# What the exercise asks
In the passage on copying customer databases, revise the stretch that begins at "Now we would" and stops after "VARCHAR(100), @SQL VARCHAR(1000)", putting "night" in place of "evening".

--- Start of Passage shown ---

Now we would like to copy all the data from each DB (total around 13,000,000 records) to another server on one large DB each evening. Our DBA (who is away this week) always approaches these issues in the same way by opening QA and typing "DECLARE CURS CURSOR FOR SELECT...."
We run this from the target server:
Code:
DECLARE @Database VARCHAR(100), @SQL VARCHAR(1000)
DECLARE CURS CURSOR FOR SELECT C.CustID FROM SERVER4.MAINDB.dbo.CUSTOMER C JOIN SERVER4.master.dbo.sysdatabases D ON C.CustID=D.name ORDER BY C.CustID
OPEN CURS
FETCH CURS INTO @Database
WHILE @@FETCH_STATUS=0
	BEGIN
	SET @SQL='INSERT INTO ALLCUSTS..STORAGE SELECT '''+@Database+''', * FROM SERVER4.'+@Database+'.dbo.STORAGE'
	EXEC(@SQL)

--- End of Passage shown ---
--- Start of Given information ---

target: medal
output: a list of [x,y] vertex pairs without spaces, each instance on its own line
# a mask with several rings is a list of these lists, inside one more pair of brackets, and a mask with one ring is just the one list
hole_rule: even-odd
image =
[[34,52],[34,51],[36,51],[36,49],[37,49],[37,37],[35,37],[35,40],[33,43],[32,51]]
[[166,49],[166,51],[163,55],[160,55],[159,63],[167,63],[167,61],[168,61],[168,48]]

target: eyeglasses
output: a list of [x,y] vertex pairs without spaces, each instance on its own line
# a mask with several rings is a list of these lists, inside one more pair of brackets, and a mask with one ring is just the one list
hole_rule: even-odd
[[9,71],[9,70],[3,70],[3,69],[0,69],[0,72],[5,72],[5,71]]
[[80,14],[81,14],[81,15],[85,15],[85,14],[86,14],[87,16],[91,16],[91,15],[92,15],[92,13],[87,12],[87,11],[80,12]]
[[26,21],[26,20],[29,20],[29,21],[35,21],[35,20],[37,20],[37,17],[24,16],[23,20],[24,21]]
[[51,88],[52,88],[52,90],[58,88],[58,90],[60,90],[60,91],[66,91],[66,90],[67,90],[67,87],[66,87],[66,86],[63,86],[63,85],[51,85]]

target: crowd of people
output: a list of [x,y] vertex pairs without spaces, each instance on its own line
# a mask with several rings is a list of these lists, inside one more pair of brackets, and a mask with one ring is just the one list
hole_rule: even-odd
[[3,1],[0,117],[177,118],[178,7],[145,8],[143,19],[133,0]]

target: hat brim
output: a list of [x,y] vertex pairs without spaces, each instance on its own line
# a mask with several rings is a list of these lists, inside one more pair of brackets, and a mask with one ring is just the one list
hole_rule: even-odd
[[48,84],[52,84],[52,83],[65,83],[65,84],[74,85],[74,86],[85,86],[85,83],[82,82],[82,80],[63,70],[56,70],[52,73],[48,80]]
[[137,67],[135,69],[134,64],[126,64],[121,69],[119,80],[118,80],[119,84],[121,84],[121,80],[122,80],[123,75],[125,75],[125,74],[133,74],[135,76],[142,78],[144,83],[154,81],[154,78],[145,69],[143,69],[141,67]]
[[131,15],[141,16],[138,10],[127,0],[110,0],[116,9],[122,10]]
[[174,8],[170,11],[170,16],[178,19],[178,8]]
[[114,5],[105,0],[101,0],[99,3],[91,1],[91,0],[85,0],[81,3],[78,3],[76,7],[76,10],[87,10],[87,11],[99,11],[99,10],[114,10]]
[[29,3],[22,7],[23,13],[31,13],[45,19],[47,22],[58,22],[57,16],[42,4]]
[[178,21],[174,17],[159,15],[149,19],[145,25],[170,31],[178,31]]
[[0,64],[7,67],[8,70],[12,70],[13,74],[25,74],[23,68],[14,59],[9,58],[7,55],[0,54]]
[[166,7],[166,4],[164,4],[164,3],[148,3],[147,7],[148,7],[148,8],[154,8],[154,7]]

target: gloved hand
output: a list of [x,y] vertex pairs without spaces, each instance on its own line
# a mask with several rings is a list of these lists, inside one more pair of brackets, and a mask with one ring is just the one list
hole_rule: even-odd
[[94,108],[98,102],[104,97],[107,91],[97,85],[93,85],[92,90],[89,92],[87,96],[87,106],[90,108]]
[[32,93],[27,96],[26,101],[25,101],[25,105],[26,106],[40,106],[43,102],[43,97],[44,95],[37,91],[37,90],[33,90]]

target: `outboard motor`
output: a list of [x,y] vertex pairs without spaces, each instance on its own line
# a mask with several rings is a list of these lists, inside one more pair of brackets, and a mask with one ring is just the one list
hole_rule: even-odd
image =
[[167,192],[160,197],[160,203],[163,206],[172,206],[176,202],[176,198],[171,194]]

--- End of Given information ---

# Result
Now we would like to copy all the data from each DB (total around 13,000,000 records) to another server on one large DB each night. Our DBA (who is away this week) always approaches these issues in the same way by opening QA and typing "DECLARE CURS CURSOR FOR SELECT...."
We run this from the target server:
Code:
DECLARE @Database VARCHAR(100), @SQL VARCHAR(1000)